# COMPITI ED ESERCIZI
1. Traduci in inglese questa frase del testo sulla guerra in Ucraina: «Bisognerebbe bloccare ogni scambio commerciale con la Russia.»
2. Riporta parola per parola il passo del testo sulla guerra in Ucraina da "Ho visto cittadini" a "formato per questo.".

# TESTO
· · · ·

Rocco Artifoni il . Diritti, Internazionale, Politica, SIcurezza, Società

Mi domando se noi italiani abbiamo mai chiesto scusa ai russi per l’invasione dell’Unione Sovietica nella seconda guerra mondiale. Ho letto che Ugo Balzari, un alpino inviato a combattere sul Don, l’ha fatto. Ma l’Italia?

La Russia oggi sta invadendo l’Ucraina: un crimine di guerra. Giustamente da condannare e contro il quale è doveroso mobilitarsi. Ma perché non è accaduto quasi nulla quando al posto dell’Ucraina si trattava della Georgia, della Libia, della Siria, dell’Afghanistan, ecc.?

Giustamente facciamo le manifestazioni per la pace e i presidi contro la guerra, ma contemporaneamente diamo i soldi alle banche che finanziano i produttori di armi utilizzate nelle guerre, eleggiamo i parlamentari che votano per l’aumento delle spese militari, ecc. La mancanza di coerenza porta a scarsa efficacia e a pochi risultati utili.

Siamo davvero convinti che inviare armi all’Ucraina porterà alla pace? D’altra parte possiamo restare a guardare mentre un popolo viene massacrato e noi ci limitiamo ad accogliere alcuni profughi? E perché i profughi ucraini vengono accolti mentre quelli siriani o etiopi sono stati respinti?

Forse il metodo più efficace per fermare una guerra è il congelamento dell’economia dell’invasore. Bisognerebbe bloccare ogni scambio commerciale con la Russia. Quindi noi dovremmo chiudere i rubinetti del gas in arrivo dalla Russia, anziché temere che la Russia li chiuda.

Non bisogna continuare a collaborare con l’invasore, finanziando la sua guerra. Tutto ciò comporta per noi dei sacrifici e delle perdite economiche? Va bene: questo è il vero prezzo da pagare per contenere la guerra.

Ho visto cittadini ucraini affrontare i carri armati a mani nude. La resistenza nonviolenta sarebbe probabilmente l’arma più efficace. Ma nessuno viene formato per questo.

Quando in Italia negli anni ’80 le Edizioni Gruppo Abele pubblicarono alcuni libri fondamentali sulla Difesa Popolare Nonviolenta e sulla Politica dell’Azione Nonviolenta, furono vendute soltanto poche centinaia di copie. Quanti anche tra pacifisti li avranno letti? Non possiamo stupirci se per la scelta della nonviolenza non siamo preparati: ci vuole molto più studio, addestramento, convinzione, ecc.

· · · ·

# MATERIALE MOSTRATO
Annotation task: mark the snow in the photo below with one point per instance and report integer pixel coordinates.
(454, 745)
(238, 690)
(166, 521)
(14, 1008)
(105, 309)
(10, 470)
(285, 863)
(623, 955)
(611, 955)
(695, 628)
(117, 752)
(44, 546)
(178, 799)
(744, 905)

· · · ·

# SOLUZIONI IN ORDINE
1. All trade with Russia should be blocked.

2.
Ho visto cittadini ucraini affrontare i carri armati a mani nude. La resistenza nonviolenta sarebbe probabilmente l’arma più efficace. Ma nessuno viene formato per questo.